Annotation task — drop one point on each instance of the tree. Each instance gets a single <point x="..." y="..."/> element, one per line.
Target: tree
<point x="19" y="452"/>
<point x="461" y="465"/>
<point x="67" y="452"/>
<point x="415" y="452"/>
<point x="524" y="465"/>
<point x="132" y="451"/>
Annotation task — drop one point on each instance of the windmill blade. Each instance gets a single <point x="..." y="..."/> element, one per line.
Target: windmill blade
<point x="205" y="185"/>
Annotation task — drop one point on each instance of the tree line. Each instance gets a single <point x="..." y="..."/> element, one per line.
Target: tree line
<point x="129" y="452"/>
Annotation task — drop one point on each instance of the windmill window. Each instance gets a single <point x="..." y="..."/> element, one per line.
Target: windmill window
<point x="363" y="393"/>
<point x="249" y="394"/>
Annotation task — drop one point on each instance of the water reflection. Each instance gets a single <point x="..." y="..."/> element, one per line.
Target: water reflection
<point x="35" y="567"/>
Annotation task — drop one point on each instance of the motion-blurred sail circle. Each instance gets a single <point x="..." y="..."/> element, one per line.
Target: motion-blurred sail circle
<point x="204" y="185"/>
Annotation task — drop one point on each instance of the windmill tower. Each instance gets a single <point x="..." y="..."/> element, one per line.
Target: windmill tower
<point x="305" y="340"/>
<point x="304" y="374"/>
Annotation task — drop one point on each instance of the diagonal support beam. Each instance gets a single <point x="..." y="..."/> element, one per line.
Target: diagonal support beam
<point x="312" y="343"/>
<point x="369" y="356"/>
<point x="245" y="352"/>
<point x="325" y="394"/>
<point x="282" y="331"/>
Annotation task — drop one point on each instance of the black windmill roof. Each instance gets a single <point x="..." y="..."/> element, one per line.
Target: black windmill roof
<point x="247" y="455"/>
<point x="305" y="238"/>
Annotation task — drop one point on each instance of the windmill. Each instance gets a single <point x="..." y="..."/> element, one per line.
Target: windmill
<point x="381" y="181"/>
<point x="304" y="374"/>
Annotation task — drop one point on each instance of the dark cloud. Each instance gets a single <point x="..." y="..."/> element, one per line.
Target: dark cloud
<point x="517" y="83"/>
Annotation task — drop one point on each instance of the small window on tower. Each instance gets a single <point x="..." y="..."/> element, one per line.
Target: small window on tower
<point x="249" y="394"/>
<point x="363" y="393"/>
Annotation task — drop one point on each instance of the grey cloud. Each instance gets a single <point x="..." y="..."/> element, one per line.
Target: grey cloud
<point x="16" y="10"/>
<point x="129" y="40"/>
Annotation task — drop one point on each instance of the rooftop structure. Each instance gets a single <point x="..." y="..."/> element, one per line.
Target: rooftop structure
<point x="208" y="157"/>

EXERCISE DETAILS: Recast the data as a numbered list, covering the stretch from the line containing "of the dark" through the end of the data and nothing else. Omit any blank lines.

IN RESPONSE:
1. Annotation task — drop one point on each instance of the dark cloud. Each instance gets a single <point x="..." y="..."/> element, one per line.
2. Target: dark cloud
3. <point x="517" y="83"/>
4. Annotation task — drop one point on each instance of the small window on tower. Each instance gets a single <point x="..." y="..."/> element, one per line.
5. Target: small window on tower
6. <point x="249" y="394"/>
7. <point x="363" y="393"/>
8. Annotation task — drop one point on each instance of the grey cloud. Each instance gets a single <point x="..." y="..."/> element, one per line.
9. Target: grey cloud
10. <point x="16" y="10"/>
11. <point x="129" y="40"/>
12. Annotation task — drop one point on each instance of the rooftop structure. Each instance gets a single <point x="..." y="..."/> element, one per line.
13. Target: rooftop structure
14. <point x="208" y="157"/>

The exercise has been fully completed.